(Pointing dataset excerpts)
(begin)
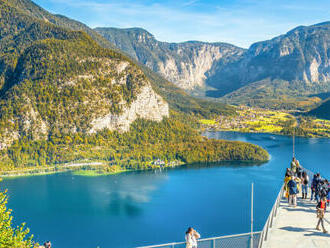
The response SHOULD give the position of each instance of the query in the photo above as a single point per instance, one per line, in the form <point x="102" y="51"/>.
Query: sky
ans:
<point x="239" y="22"/>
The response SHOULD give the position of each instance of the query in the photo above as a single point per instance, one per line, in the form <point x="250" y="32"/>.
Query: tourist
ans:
<point x="314" y="186"/>
<point x="321" y="208"/>
<point x="305" y="182"/>
<point x="293" y="166"/>
<point x="286" y="180"/>
<point x="318" y="187"/>
<point x="292" y="185"/>
<point x="191" y="238"/>
<point x="48" y="244"/>
<point x="328" y="194"/>
<point x="287" y="172"/>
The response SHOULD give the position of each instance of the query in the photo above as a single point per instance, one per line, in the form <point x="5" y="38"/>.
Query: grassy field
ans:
<point x="268" y="121"/>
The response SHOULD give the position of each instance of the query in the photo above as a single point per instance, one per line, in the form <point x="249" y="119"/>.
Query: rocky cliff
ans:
<point x="300" y="57"/>
<point x="185" y="64"/>
<point x="56" y="82"/>
<point x="295" y="64"/>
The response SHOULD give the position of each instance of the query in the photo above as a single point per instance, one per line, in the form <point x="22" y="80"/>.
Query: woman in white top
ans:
<point x="191" y="238"/>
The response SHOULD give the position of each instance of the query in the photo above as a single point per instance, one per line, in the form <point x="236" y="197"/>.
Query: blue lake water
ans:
<point x="141" y="208"/>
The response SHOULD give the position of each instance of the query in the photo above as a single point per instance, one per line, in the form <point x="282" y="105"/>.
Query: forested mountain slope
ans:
<point x="186" y="64"/>
<point x="65" y="98"/>
<point x="33" y="10"/>
<point x="322" y="111"/>
<point x="277" y="73"/>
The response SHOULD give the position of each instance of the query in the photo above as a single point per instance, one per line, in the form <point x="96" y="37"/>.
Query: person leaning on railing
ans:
<point x="321" y="208"/>
<point x="191" y="238"/>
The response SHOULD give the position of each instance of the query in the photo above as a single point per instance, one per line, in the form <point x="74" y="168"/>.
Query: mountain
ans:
<point x="300" y="57"/>
<point x="61" y="81"/>
<point x="282" y="71"/>
<point x="33" y="10"/>
<point x="58" y="84"/>
<point x="322" y="111"/>
<point x="186" y="64"/>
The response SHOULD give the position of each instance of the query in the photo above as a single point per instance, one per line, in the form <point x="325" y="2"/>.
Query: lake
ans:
<point x="152" y="207"/>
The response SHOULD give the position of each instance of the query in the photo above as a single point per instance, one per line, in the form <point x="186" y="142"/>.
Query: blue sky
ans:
<point x="240" y="22"/>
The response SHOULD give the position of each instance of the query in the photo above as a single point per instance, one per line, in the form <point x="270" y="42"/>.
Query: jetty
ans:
<point x="285" y="227"/>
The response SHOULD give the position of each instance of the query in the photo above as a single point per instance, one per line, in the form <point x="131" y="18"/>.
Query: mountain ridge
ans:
<point x="298" y="57"/>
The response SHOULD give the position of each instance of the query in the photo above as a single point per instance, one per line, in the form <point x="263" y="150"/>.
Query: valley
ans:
<point x="259" y="120"/>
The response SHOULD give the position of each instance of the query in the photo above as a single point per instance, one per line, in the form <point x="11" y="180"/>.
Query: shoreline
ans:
<point x="242" y="131"/>
<point x="90" y="169"/>
<point x="84" y="169"/>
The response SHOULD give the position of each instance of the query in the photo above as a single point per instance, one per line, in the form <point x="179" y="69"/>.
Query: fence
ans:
<point x="240" y="240"/>
<point x="270" y="219"/>
<point x="230" y="241"/>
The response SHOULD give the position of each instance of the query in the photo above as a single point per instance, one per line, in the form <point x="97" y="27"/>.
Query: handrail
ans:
<point x="200" y="240"/>
<point x="271" y="216"/>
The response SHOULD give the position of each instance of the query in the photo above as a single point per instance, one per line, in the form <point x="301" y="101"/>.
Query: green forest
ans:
<point x="170" y="140"/>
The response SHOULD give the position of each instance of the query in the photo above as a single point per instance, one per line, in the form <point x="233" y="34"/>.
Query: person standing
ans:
<point x="191" y="238"/>
<point x="304" y="183"/>
<point x="292" y="185"/>
<point x="313" y="187"/>
<point x="293" y="166"/>
<point x="321" y="208"/>
<point x="328" y="194"/>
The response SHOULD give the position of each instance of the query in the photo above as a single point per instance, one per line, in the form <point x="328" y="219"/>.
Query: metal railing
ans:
<point x="270" y="219"/>
<point x="231" y="241"/>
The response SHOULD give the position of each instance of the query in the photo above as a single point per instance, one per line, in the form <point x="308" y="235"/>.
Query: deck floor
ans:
<point x="296" y="227"/>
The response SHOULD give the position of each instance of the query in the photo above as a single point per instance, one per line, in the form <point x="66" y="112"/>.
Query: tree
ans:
<point x="11" y="237"/>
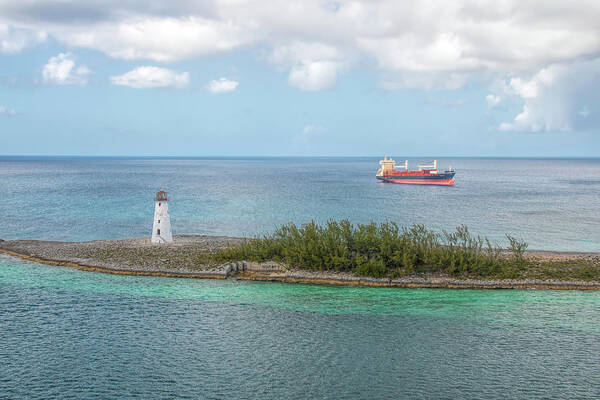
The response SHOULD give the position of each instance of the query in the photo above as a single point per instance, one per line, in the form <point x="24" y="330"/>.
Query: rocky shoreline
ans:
<point x="137" y="256"/>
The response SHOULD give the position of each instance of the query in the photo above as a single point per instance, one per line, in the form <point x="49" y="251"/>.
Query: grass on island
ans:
<point x="388" y="250"/>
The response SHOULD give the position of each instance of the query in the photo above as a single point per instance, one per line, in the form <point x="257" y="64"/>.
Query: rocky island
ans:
<point x="138" y="256"/>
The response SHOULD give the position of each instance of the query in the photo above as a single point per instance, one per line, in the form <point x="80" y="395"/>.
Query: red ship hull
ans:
<point x="441" y="182"/>
<point x="425" y="175"/>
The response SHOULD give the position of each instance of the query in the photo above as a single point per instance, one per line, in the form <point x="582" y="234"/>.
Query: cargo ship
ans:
<point x="424" y="175"/>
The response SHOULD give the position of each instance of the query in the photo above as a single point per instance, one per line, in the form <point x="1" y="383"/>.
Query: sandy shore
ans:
<point x="137" y="256"/>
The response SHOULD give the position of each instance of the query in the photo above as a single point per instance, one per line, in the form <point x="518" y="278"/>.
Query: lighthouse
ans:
<point x="161" y="230"/>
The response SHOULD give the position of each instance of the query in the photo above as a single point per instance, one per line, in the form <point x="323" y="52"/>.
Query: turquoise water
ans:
<point x="72" y="334"/>
<point x="552" y="204"/>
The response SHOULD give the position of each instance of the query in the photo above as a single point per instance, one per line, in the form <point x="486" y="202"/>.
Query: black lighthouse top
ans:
<point x="161" y="196"/>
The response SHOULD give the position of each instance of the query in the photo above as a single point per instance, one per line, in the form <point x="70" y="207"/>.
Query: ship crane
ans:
<point x="426" y="174"/>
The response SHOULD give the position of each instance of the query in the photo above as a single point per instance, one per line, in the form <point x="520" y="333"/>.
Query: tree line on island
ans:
<point x="389" y="250"/>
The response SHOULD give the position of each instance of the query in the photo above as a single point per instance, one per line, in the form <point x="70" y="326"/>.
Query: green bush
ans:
<point x="385" y="249"/>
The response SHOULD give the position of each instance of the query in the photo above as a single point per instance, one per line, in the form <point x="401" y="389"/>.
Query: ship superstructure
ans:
<point x="424" y="175"/>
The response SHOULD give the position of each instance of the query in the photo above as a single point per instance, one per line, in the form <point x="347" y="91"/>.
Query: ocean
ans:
<point x="551" y="204"/>
<point x="66" y="333"/>
<point x="69" y="334"/>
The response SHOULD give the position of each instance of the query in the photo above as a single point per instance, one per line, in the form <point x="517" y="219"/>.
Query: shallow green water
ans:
<point x="68" y="333"/>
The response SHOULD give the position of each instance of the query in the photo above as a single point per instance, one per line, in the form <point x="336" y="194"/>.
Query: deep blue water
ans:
<point x="78" y="335"/>
<point x="68" y="334"/>
<point x="552" y="204"/>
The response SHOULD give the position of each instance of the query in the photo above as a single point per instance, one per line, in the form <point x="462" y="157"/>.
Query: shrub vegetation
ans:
<point x="388" y="250"/>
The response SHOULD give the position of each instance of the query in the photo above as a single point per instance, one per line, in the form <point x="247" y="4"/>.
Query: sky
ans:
<point x="314" y="77"/>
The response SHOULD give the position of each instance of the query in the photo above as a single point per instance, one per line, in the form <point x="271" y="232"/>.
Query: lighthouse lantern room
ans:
<point x="161" y="230"/>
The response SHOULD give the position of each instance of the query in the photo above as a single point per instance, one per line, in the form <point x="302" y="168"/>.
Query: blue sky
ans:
<point x="310" y="78"/>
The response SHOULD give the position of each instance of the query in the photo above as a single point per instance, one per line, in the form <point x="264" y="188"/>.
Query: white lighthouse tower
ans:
<point x="161" y="230"/>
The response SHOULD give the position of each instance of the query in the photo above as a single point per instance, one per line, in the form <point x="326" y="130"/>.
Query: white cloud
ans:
<point x="13" y="40"/>
<point x="556" y="98"/>
<point x="7" y="111"/>
<point x="314" y="76"/>
<point x="313" y="66"/>
<point x="160" y="38"/>
<point x="152" y="77"/>
<point x="61" y="70"/>
<point x="222" y="85"/>
<point x="535" y="47"/>
<point x="492" y="100"/>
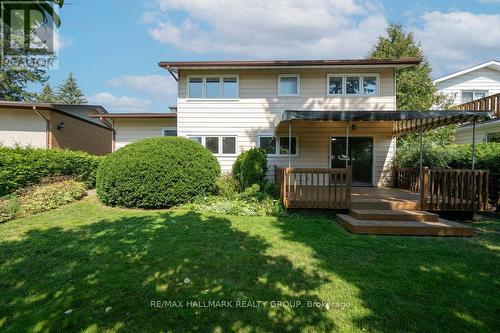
(end)
- Challenge -
Please count how many lines of the listing above contain the word "ship", matching case exactly, and give only that number.

- Solution for this task -
4